▸ Set task: Gather every line of the data below that contains the word "shed" and copy each of those lines in full.

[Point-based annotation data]
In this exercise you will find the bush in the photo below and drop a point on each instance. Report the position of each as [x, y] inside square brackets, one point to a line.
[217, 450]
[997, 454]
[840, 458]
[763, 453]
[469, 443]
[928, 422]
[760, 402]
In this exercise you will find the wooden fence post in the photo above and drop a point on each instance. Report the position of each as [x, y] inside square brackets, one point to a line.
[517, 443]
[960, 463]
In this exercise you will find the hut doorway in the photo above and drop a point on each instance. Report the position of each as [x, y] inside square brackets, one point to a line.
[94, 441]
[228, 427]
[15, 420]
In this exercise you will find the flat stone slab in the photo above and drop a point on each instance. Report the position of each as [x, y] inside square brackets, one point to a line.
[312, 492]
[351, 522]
---
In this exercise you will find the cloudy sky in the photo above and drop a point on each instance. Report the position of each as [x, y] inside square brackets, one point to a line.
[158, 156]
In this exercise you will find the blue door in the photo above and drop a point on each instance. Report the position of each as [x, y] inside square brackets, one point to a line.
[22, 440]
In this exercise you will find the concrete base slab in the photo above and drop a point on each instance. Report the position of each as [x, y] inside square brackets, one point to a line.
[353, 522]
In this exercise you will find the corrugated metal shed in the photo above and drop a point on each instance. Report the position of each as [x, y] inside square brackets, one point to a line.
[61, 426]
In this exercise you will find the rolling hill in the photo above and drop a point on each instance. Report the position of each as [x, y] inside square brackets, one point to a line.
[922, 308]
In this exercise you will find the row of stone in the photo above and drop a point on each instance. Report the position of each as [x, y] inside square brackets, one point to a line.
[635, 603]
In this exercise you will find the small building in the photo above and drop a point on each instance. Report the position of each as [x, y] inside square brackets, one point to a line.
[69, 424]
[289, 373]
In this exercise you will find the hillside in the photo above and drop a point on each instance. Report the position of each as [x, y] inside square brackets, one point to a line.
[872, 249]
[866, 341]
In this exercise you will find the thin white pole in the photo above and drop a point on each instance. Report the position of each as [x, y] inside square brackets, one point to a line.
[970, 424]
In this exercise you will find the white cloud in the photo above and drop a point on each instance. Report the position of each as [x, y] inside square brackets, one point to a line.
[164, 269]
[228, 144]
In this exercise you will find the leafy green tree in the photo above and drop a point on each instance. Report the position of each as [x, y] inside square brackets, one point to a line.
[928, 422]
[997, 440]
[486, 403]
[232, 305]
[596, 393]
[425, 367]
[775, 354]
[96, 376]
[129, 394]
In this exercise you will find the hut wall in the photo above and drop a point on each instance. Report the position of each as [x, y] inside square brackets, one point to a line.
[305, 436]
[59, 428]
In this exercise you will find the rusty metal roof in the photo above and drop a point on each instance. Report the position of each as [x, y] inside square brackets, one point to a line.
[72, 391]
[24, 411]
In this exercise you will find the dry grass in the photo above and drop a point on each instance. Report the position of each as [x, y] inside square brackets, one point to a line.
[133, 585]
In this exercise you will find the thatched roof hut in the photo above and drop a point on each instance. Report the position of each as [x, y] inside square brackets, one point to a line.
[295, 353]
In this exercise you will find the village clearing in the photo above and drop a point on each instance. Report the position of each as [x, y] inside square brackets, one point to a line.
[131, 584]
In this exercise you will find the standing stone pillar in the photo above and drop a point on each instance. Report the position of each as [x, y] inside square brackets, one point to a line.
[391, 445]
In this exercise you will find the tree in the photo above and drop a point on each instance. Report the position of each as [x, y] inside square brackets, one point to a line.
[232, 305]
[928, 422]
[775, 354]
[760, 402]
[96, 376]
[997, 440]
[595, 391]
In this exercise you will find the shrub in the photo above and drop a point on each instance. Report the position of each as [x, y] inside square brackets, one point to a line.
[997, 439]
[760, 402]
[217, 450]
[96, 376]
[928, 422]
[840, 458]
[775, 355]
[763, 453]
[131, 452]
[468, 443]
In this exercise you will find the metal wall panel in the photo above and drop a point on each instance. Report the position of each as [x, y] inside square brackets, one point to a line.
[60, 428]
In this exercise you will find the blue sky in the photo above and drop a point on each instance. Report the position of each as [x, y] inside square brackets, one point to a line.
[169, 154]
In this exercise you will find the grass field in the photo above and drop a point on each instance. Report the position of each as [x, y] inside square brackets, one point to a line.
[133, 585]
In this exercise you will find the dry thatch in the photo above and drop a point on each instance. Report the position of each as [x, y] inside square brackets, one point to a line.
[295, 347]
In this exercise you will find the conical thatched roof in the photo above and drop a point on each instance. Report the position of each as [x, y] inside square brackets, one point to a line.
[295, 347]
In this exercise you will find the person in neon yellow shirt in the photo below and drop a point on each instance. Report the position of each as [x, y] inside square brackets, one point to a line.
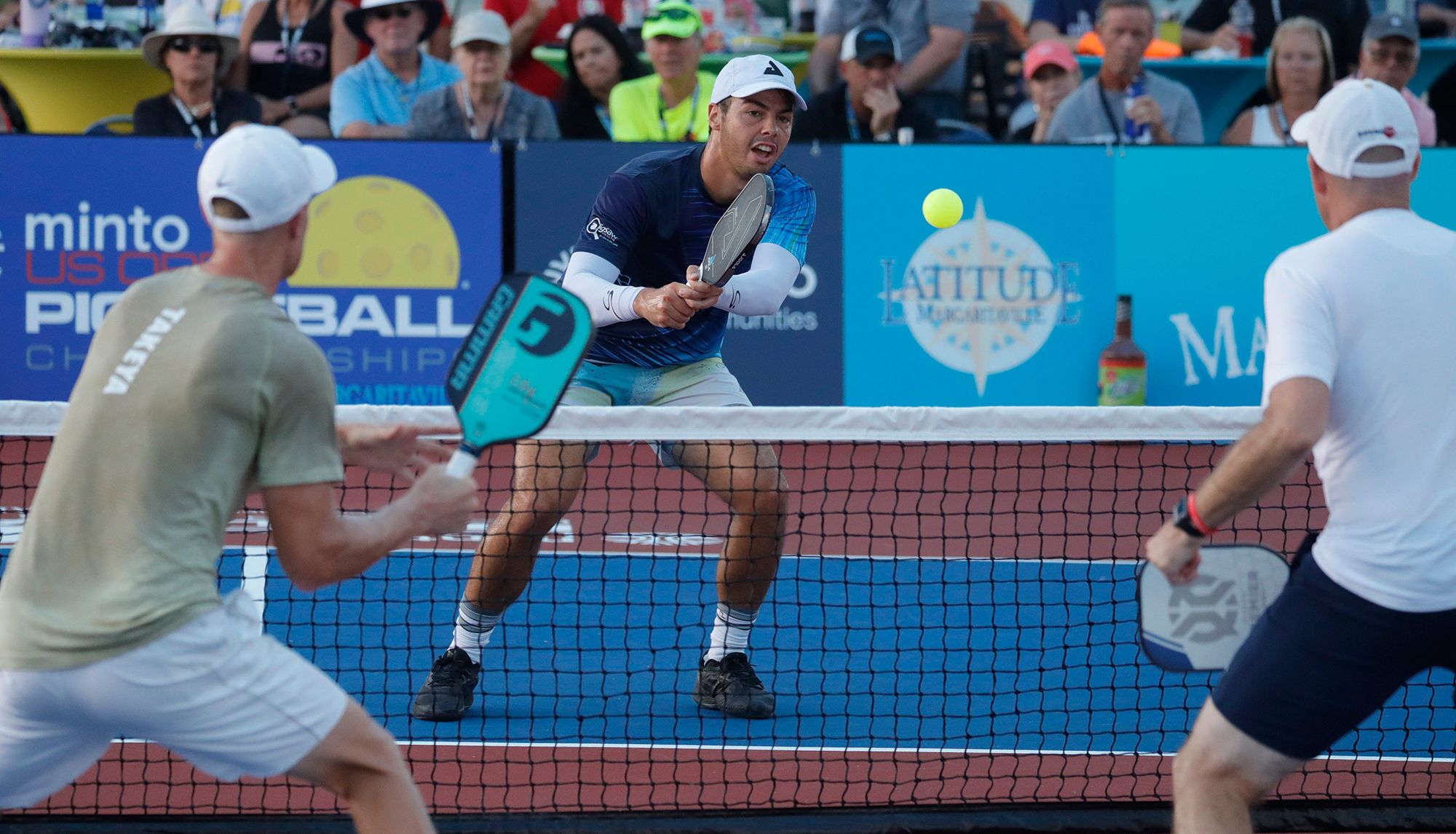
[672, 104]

▸ Answer to the problem:
In this exercise you will find the corrugated metal shed in the photo above and drop a point on each instance. Report the position of each as [x, y] inside square brackets, one point to a line.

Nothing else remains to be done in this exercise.